- [Assigned task]: Retype only the stretch of lines that starts with the line containing "Target: sky" and ends with the last line of the records, both included, exactly.

- [Task input]:
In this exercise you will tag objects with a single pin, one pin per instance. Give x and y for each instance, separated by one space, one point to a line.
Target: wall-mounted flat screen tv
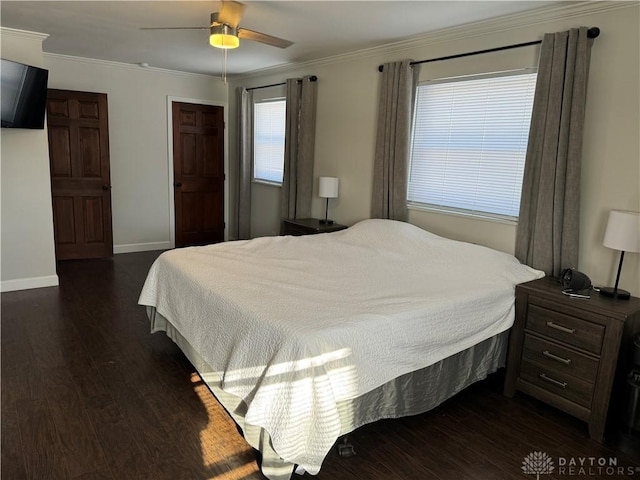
23 95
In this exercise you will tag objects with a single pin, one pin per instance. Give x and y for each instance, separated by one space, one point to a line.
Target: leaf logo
537 463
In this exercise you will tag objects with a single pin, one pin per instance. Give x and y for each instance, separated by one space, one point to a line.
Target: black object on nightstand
572 353
308 226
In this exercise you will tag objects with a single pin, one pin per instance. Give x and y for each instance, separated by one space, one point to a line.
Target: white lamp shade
328 187
623 231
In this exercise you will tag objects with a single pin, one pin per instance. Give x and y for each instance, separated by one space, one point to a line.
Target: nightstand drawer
566 328
554 381
554 356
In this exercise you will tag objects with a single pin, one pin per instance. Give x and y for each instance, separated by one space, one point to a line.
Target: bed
304 339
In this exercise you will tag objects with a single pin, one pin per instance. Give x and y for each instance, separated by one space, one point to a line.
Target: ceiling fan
225 31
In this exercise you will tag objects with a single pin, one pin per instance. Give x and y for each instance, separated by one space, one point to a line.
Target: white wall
26 221
142 198
347 104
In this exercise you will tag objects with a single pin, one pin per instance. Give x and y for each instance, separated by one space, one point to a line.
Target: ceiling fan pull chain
224 66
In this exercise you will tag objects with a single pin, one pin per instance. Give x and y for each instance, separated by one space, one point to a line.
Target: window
469 143
268 140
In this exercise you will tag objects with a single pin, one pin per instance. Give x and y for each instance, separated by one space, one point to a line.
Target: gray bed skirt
410 394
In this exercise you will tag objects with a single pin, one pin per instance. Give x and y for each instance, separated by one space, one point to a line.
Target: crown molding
14 32
127 66
469 30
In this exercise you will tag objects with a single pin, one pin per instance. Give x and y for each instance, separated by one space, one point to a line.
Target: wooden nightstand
566 351
308 226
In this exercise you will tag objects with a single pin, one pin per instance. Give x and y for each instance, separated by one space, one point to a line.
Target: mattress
410 394
293 326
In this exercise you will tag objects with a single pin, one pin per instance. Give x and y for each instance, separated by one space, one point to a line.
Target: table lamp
622 233
328 188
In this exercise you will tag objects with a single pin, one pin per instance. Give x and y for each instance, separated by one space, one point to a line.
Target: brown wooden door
198 173
77 125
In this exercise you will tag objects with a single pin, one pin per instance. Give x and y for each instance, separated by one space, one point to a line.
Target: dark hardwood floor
89 393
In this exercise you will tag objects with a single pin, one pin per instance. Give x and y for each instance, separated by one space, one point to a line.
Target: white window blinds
268 140
469 143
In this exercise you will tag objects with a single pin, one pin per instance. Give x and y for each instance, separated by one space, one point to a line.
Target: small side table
308 226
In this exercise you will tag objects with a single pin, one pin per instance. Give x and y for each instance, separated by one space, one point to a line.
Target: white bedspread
295 324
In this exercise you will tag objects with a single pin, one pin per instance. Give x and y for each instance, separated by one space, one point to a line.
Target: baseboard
141 247
28 283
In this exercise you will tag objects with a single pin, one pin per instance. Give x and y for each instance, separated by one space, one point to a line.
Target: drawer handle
553 380
566 361
561 328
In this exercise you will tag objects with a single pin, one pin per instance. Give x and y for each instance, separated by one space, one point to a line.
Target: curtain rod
312 78
593 32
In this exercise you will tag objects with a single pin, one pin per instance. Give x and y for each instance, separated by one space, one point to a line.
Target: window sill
463 214
266 182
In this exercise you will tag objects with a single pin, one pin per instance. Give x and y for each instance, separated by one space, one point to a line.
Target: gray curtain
297 182
393 139
548 230
245 163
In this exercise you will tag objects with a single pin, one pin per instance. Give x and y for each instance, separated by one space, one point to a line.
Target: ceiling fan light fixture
224 36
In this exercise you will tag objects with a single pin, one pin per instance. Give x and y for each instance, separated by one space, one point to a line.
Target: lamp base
612 293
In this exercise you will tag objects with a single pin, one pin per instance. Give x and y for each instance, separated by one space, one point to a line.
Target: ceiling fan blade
230 13
174 28
263 38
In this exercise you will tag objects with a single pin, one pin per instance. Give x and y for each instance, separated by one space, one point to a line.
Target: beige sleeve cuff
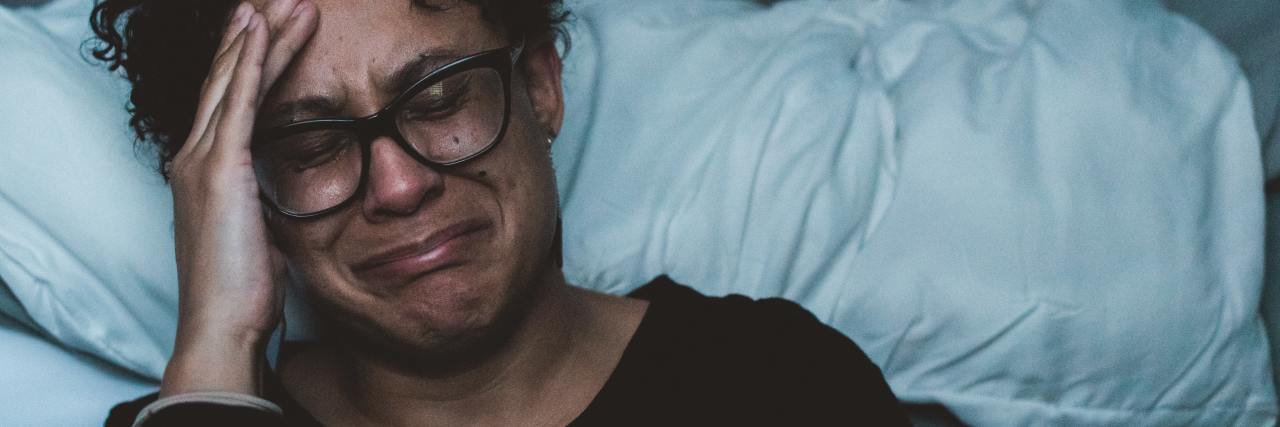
219 398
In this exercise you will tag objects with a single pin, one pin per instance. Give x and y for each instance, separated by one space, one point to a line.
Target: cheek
309 246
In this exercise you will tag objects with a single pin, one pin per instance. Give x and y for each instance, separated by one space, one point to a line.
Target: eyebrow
323 106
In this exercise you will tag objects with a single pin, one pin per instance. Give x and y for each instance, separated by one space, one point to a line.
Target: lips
438 251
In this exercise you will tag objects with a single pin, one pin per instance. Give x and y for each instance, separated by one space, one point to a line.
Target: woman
394 157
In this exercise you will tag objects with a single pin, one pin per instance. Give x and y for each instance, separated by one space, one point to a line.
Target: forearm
214 361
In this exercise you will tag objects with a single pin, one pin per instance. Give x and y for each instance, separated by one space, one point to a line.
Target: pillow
1249 30
86 244
45 385
1033 212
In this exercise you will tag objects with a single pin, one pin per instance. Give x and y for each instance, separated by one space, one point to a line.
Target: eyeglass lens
444 122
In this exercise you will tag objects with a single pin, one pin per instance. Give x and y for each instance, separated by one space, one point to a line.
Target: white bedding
46 385
1029 211
1034 212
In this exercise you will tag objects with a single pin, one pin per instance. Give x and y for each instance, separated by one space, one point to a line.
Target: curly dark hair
167 46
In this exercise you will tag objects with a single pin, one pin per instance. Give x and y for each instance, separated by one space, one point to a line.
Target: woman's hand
231 276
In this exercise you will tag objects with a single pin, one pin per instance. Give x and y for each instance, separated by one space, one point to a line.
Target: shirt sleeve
199 409
831 376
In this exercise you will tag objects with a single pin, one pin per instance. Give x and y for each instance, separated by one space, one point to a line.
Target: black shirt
693 361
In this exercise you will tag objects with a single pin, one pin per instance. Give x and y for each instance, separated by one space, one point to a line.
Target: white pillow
1251 30
45 385
1034 212
86 243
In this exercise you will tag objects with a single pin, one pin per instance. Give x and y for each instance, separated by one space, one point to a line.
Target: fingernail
297 9
241 14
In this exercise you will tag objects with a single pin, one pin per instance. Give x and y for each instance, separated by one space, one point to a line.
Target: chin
439 322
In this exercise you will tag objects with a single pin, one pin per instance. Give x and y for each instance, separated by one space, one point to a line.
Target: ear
543 85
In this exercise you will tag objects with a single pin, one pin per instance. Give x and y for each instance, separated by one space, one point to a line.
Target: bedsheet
1033 212
49 385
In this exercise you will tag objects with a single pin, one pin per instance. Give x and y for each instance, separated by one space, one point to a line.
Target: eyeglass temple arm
519 47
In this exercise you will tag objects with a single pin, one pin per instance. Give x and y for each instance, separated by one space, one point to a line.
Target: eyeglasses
455 114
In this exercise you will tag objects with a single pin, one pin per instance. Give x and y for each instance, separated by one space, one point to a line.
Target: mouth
438 251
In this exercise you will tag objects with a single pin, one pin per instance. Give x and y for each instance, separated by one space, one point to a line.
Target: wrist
215 359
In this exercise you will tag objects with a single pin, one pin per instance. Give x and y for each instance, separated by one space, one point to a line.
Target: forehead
360 45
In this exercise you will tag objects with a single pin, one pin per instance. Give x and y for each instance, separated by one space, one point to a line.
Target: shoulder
772 352
124 413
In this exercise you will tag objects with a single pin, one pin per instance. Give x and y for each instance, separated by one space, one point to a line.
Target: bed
1020 221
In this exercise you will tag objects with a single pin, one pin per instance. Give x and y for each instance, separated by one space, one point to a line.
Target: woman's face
429 260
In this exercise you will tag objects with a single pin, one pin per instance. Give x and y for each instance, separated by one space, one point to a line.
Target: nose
397 184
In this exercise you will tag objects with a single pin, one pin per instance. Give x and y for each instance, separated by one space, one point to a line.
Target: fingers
287 40
256 49
234 127
238 19
215 86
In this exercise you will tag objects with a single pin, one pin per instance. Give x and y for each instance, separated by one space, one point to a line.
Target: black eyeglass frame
383 123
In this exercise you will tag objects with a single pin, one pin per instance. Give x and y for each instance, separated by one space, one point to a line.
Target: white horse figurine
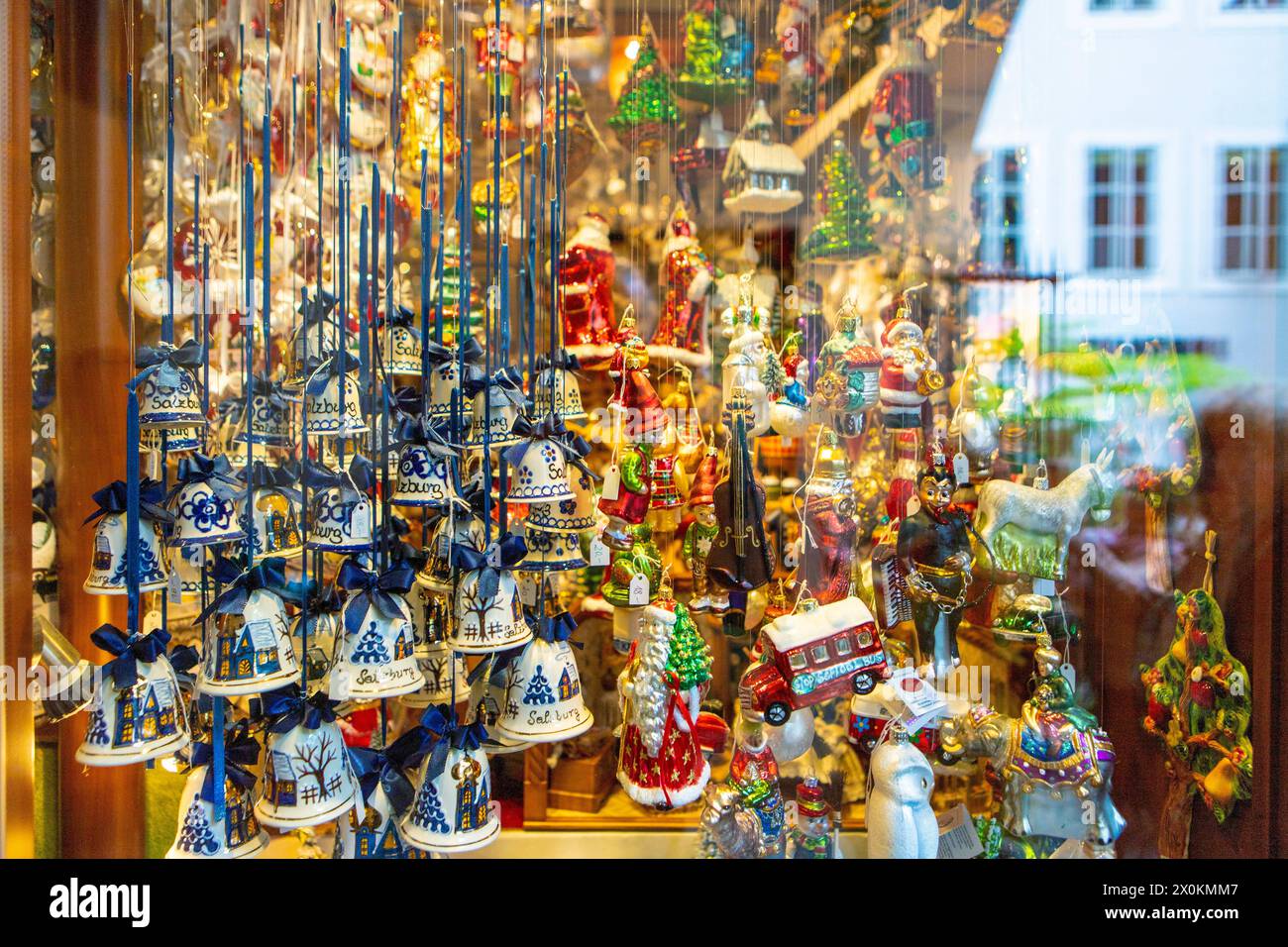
1057 512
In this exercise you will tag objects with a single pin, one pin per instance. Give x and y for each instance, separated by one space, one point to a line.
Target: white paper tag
612 483
639 590
957 835
922 701
599 554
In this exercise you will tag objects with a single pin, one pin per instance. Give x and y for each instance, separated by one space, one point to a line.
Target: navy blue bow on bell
387 768
506 552
115 499
382 590
167 364
286 709
241 751
268 574
129 650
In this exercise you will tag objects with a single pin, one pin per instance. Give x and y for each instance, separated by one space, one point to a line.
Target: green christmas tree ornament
717 54
1199 706
645 110
845 231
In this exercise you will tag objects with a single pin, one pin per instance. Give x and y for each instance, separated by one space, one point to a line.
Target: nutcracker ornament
717 53
661 762
845 231
1199 707
909 373
934 553
687 281
587 273
828 530
647 110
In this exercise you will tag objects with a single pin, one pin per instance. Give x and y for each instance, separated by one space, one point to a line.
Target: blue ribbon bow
506 552
129 651
286 709
115 499
241 751
381 590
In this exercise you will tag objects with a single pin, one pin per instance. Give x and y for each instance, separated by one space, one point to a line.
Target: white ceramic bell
424 478
273 525
454 810
542 699
322 412
445 678
541 475
307 777
550 552
138 723
377 656
483 624
558 392
574 515
250 652
108 567
342 519
204 515
402 351
201 835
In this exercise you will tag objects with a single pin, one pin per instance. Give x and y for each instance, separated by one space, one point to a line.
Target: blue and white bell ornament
166 386
387 793
400 343
330 384
316 339
137 712
108 573
452 810
248 642
542 698
237 834
497 402
376 655
425 475
488 612
342 514
204 502
307 779
555 389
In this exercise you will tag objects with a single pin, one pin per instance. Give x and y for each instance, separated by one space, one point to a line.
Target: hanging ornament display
647 110
844 234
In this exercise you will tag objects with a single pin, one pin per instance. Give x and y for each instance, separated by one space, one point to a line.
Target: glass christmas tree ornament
307 779
137 712
237 834
248 647
542 697
845 231
108 573
761 175
377 654
452 810
204 502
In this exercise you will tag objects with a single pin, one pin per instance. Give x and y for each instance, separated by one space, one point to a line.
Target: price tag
957 835
612 483
599 554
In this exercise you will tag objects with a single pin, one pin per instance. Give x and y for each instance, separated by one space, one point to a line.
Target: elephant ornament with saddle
1055 763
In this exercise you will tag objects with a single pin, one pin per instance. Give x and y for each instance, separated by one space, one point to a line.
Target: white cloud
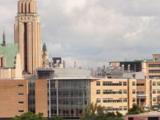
94 30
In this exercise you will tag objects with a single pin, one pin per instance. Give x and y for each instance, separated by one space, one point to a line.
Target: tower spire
4 39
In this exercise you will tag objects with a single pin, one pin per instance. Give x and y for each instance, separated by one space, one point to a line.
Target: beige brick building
13 98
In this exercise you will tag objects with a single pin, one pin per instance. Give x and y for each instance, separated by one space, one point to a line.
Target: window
20 102
98 92
154 99
98 83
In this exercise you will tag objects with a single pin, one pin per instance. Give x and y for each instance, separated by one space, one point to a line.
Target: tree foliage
135 110
96 112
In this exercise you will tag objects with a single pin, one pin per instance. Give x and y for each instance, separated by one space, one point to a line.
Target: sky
93 32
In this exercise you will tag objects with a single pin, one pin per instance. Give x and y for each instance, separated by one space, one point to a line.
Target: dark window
98 92
124 83
20 85
98 83
20 93
20 102
130 118
153 118
20 110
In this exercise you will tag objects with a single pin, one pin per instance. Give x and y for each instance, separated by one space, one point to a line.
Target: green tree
29 116
135 110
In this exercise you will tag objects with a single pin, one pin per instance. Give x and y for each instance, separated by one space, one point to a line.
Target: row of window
111 100
154 65
117 109
154 71
109 83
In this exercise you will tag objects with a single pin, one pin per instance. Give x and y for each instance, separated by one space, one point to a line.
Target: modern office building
129 66
151 67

- [Output for this task]:
Target: sky
93 32
In this exercise you will tag objects with a single pin, one pin per instance. Give x and y for each instance, separated by one space, one point to a line.
Target: dark window
98 92
124 83
20 85
98 83
20 93
20 102
130 118
153 118
20 110
In this exercise you will tag objects with a single pin, one pin per instance. Give x and y for each instance, separated by one space, one point to a line.
Target: green tree
29 116
135 110
In this exercise you will tag objects with a single pin, one pin per instance. Give x and y for each instance, separated by one space, one point to a line.
Target: row of window
111 100
154 65
117 109
154 71
109 83
In this exercise you will tag objects with a single pin, one pin per instance. Give x and y for each instance, separated by one space, one point to a line.
Target: modern office building
129 66
151 67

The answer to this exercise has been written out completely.